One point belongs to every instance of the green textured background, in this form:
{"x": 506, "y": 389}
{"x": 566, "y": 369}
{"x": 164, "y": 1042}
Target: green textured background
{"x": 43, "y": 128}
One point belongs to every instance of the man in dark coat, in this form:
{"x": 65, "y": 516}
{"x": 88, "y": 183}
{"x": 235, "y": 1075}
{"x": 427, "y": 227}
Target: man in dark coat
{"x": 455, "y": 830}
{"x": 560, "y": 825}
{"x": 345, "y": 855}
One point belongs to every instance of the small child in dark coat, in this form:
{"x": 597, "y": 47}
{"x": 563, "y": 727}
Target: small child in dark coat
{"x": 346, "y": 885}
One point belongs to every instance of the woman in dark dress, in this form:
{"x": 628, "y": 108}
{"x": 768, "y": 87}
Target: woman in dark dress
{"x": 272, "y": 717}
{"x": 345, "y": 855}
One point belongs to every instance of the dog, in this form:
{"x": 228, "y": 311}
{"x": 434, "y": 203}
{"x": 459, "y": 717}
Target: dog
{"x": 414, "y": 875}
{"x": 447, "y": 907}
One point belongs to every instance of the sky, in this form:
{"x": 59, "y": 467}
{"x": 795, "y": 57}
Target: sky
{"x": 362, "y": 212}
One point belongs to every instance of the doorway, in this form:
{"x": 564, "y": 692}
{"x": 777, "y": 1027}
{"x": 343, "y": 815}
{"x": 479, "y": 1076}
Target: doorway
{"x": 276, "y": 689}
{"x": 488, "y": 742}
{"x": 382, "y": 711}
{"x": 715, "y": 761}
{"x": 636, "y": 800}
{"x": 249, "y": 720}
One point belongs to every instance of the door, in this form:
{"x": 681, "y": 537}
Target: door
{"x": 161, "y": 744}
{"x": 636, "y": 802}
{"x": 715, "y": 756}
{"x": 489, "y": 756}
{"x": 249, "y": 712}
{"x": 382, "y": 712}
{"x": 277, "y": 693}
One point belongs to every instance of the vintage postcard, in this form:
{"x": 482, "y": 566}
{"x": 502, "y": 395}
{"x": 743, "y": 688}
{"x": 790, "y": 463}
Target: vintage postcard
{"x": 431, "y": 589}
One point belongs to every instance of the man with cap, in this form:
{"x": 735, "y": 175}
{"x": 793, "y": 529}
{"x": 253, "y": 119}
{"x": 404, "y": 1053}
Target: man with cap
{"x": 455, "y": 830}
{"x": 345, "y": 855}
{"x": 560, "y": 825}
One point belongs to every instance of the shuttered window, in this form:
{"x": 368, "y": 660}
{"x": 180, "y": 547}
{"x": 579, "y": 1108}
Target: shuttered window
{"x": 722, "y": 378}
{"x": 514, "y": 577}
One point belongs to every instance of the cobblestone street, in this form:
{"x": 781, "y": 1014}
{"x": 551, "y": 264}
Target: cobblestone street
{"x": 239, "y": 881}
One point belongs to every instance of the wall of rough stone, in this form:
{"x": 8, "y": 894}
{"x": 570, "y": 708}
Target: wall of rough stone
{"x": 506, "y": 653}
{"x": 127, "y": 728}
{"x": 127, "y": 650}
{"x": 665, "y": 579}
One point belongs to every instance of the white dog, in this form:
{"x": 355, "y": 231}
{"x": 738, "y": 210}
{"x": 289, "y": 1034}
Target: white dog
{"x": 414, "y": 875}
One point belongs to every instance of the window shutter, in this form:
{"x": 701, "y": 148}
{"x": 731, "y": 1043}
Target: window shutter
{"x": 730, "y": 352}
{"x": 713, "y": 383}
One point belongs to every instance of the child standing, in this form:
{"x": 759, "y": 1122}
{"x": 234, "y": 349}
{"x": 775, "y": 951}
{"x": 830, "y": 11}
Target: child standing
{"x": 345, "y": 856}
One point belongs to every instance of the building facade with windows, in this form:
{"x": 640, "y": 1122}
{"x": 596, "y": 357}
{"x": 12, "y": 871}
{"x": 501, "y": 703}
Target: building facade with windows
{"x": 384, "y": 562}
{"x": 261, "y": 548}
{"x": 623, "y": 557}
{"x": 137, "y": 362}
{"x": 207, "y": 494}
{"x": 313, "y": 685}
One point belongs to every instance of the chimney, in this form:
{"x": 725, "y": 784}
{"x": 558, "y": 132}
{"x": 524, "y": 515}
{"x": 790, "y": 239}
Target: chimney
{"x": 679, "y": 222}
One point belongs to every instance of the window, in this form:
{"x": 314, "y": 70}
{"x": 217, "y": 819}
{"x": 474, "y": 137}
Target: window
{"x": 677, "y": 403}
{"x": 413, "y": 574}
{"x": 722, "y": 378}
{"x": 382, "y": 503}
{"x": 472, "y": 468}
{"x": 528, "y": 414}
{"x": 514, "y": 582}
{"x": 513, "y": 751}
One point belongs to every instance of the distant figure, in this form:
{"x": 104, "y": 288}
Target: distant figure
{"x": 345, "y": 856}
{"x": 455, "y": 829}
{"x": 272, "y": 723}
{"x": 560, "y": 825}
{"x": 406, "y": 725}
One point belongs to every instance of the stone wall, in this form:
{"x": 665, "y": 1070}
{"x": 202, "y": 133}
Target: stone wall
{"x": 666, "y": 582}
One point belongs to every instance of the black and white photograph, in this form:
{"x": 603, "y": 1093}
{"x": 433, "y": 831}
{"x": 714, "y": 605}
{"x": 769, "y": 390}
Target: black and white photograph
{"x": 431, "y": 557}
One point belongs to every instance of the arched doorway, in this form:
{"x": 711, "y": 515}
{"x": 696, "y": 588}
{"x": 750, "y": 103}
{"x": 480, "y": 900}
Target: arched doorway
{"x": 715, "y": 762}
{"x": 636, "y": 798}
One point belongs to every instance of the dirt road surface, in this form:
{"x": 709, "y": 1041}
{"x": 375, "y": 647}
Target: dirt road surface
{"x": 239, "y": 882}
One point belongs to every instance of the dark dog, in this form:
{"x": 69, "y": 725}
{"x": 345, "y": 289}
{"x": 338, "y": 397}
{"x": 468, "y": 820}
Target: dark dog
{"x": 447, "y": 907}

**WORK TO COMPLETE**
Reproduce all of the rows above line for line, with no changes.

**SOLUTION TO THIS EXERCISE**
One point belongs to every instance of the green textured background, in this form:
{"x": 506, "y": 389}
{"x": 566, "y": 369}
{"x": 164, "y": 1042}
Target: green textured background
{"x": 43, "y": 128}
One point belongs to every instance of the man in dark coat, in this form:
{"x": 65, "y": 516}
{"x": 88, "y": 183}
{"x": 235, "y": 1075}
{"x": 427, "y": 227}
Target: man in dark coat
{"x": 455, "y": 830}
{"x": 560, "y": 825}
{"x": 345, "y": 855}
One point belongs to every instance of the small child in dark coat, in this form:
{"x": 597, "y": 47}
{"x": 563, "y": 727}
Target: small child in dark coat
{"x": 346, "y": 885}
One point belongs to every instance of the woman in dark dress, in this form:
{"x": 628, "y": 108}
{"x": 768, "y": 87}
Target: woman in dark dress
{"x": 272, "y": 717}
{"x": 345, "y": 855}
One point belongs to every instance of the dog, in this form:
{"x": 228, "y": 311}
{"x": 434, "y": 203}
{"x": 459, "y": 717}
Target: dog
{"x": 414, "y": 875}
{"x": 447, "y": 907}
One point belongs to every instance of the sky, in this form:
{"x": 59, "y": 467}
{"x": 795, "y": 57}
Target: sky
{"x": 362, "y": 212}
One point belongs to every instance of the doorway, in this form:
{"x": 564, "y": 692}
{"x": 777, "y": 1027}
{"x": 343, "y": 815}
{"x": 479, "y": 1076}
Target: doorway
{"x": 276, "y": 689}
{"x": 488, "y": 742}
{"x": 382, "y": 711}
{"x": 715, "y": 761}
{"x": 636, "y": 800}
{"x": 249, "y": 720}
One point belongs to every instance of the door, in this form:
{"x": 681, "y": 537}
Target: door
{"x": 161, "y": 744}
{"x": 636, "y": 802}
{"x": 715, "y": 756}
{"x": 489, "y": 756}
{"x": 249, "y": 712}
{"x": 382, "y": 712}
{"x": 277, "y": 693}
One point belongs to every instance of the vintage postcard, in this form:
{"x": 482, "y": 566}
{"x": 502, "y": 395}
{"x": 743, "y": 688}
{"x": 790, "y": 463}
Target: vintage postcard
{"x": 431, "y": 589}
One point belongs to every instance of the man with cap, in this form:
{"x": 735, "y": 175}
{"x": 793, "y": 529}
{"x": 253, "y": 119}
{"x": 404, "y": 1053}
Target: man with cap
{"x": 455, "y": 830}
{"x": 345, "y": 855}
{"x": 560, "y": 825}
One point belongs to every instance of the shuttered window, in this form:
{"x": 368, "y": 660}
{"x": 180, "y": 547}
{"x": 579, "y": 1108}
Target: shuttered window
{"x": 722, "y": 378}
{"x": 514, "y": 577}
One point belongs to every instance of the cobblestone street, in this form:
{"x": 781, "y": 1014}
{"x": 551, "y": 264}
Target: cobblestone street
{"x": 239, "y": 881}
One point belongs to every instance of the wall of rough stone, in this form:
{"x": 8, "y": 894}
{"x": 570, "y": 708}
Target: wall of rough stone
{"x": 506, "y": 653}
{"x": 127, "y": 728}
{"x": 127, "y": 650}
{"x": 665, "y": 579}
One point belongs to every instance of the white dog, in this form:
{"x": 355, "y": 231}
{"x": 738, "y": 210}
{"x": 289, "y": 1034}
Target: white dog
{"x": 414, "y": 875}
One point belongs to every instance of the window shutter, in this form:
{"x": 701, "y": 148}
{"x": 731, "y": 1043}
Target: window shutter
{"x": 730, "y": 352}
{"x": 713, "y": 383}
One point belongs to every instance of the child standing, in this form:
{"x": 759, "y": 1122}
{"x": 234, "y": 349}
{"x": 775, "y": 951}
{"x": 830, "y": 11}
Target: child standing
{"x": 345, "y": 856}
One point belongs to every instance of the building facade with windows, in this form:
{"x": 640, "y": 1122}
{"x": 596, "y": 357}
{"x": 12, "y": 871}
{"x": 501, "y": 703}
Target: building facade with windows
{"x": 384, "y": 562}
{"x": 261, "y": 548}
{"x": 623, "y": 557}
{"x": 137, "y": 362}
{"x": 207, "y": 494}
{"x": 313, "y": 685}
One point belongs to every instance of the chimney, in this form:
{"x": 725, "y": 784}
{"x": 558, "y": 132}
{"x": 524, "y": 515}
{"x": 790, "y": 239}
Target: chimney
{"x": 679, "y": 222}
One point belongs to every instance of the window, in this form:
{"x": 314, "y": 70}
{"x": 217, "y": 819}
{"x": 474, "y": 137}
Target: window
{"x": 677, "y": 403}
{"x": 413, "y": 574}
{"x": 722, "y": 378}
{"x": 382, "y": 503}
{"x": 472, "y": 468}
{"x": 528, "y": 414}
{"x": 514, "y": 582}
{"x": 513, "y": 751}
One point belongs to every instance of the distant figure, in this form:
{"x": 104, "y": 288}
Target: distant figure
{"x": 345, "y": 856}
{"x": 455, "y": 829}
{"x": 272, "y": 723}
{"x": 560, "y": 825}
{"x": 406, "y": 725}
One point belongs to every instance of the stone wall, in this form:
{"x": 665, "y": 1070}
{"x": 202, "y": 133}
Target: stone wall
{"x": 666, "y": 582}
One point belongs to every instance of the black and white photograph, in this form:
{"x": 603, "y": 1093}
{"x": 433, "y": 831}
{"x": 714, "y": 605}
{"x": 769, "y": 390}
Target: black and white photograph
{"x": 431, "y": 557}
One point belongs to every instance of the arched doorway, in this form:
{"x": 711, "y": 515}
{"x": 696, "y": 588}
{"x": 750, "y": 103}
{"x": 480, "y": 900}
Target: arched doorway
{"x": 715, "y": 762}
{"x": 636, "y": 798}
One point belongs to every instance of the dirt road surface, in this form:
{"x": 709, "y": 1041}
{"x": 375, "y": 647}
Target: dirt road surface
{"x": 239, "y": 882}
One point belongs to every instance of the dark dog, in this form:
{"x": 69, "y": 725}
{"x": 345, "y": 289}
{"x": 338, "y": 397}
{"x": 468, "y": 820}
Target: dark dog
{"x": 447, "y": 907}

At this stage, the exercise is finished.